What the task asks: Please rewrite the passage of the abstract on methylglyoxal stress and cetuximab resistance between "The use of CRC" and "and GLO1 activity.", inclusive, replacing "parental" with "untreated".

Selected extract:
The role of methylglyoxal stress in developing acquired resistance to cetuximab in quadruple wild-type colorectal cancer

Colorectal cancer (CRC) ranks as the third most frequently diagnosed cancer, and the limited efficacy of current treatments often leads to frequent relapses. Cetuximab (CTX) stands as the most used anti-EGFR targeted therapy for CRC. Mutation of oncogenes is commonly associated with the development of resistance to CTX. However, patients with CRC classified as "quadruple wild type" (4WT), characterized by the absence of mutations in KRAS, NRAS, BRAF, and PIK3CA, also exhibit a resistance to this therapy. The dependency of cancer cells on glycolysis promotes the initiation and progression of tumors. Methylglyoxal (MG), an inevitable by-product of glycolysis, induces glycation on proteins, lipids and DNA. We have previously shown that the depletion of glyoxalase 1 (GLO1), the main MG detoxifying enzyme, induces an endogenous MG stress that enhances growth and metastatic capacity. We observed that GLO1-depleted CRC cells develop resistance to CTX. This project endeavours to elucidate the molecular mechanisms, driven by MG stress, that lead to the development of CTX resistance in 4WT cells.
The use of CRC resistant clones, generated after long term challenge with CTX, let us conclude that MG stress was not a major feature of resistant cells. Therefore, we next focused on the generation of persistent CRC cells, enriched after short challenge with CTX, to better position MG stress during the process of the acquisition of resistance. Persistent cells demonstrated resistance to CTX that was evidenced by a gain in AKT and ERK activation, efficient escape from apoptosis when compared with parental cells. Nevertheless, persistence was not associated with MG stress as shown by unchanged free MG/MG protein adducts levels and GLO1 activity.

The data:

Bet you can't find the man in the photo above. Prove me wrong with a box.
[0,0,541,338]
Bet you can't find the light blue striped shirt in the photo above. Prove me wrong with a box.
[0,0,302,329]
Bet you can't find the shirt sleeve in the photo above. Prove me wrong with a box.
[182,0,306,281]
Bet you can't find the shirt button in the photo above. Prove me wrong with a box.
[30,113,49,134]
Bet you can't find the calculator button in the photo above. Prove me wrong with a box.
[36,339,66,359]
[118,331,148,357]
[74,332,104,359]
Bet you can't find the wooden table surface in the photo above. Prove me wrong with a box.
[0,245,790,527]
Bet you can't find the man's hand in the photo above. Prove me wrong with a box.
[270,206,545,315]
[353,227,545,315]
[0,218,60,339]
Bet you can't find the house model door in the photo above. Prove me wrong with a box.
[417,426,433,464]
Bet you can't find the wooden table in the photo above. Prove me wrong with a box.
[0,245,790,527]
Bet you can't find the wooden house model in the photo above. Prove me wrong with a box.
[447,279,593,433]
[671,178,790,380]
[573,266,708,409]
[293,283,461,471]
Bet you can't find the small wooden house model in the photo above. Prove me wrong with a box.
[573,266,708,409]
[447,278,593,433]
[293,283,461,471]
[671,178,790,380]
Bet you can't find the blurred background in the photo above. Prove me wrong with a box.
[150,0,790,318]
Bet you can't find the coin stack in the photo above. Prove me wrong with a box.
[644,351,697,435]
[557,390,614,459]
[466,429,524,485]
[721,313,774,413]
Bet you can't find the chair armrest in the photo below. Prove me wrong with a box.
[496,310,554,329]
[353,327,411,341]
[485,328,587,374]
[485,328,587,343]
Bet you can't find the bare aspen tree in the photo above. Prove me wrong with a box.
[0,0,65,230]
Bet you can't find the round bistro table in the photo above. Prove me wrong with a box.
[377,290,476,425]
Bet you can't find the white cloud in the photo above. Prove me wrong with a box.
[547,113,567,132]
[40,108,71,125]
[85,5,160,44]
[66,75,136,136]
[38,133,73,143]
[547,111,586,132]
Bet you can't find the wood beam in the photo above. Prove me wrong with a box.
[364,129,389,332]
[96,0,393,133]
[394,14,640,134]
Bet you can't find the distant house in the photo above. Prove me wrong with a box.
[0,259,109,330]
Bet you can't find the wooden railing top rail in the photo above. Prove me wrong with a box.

Result of this task:
The use of CRC resistant clones, generated after long term challenge with CTX, let us conclude that MG stress was not a major feature of resistant cells. Therefore, we next focused on the generation of persistent CRC cells, enriched after short challenge with CTX, to better position MG stress during the process of the acquisition of resistance. Persistent cells demonstrated resistance to CTX that was evidenced by a gain in AKT and ERK activation, efficient escape from apoptosis when compared with untreated cells. Nevertheless, persistence was not associated with MG stress as shown by unchanged free MG/MG protein adducts levels and GLO1 activity.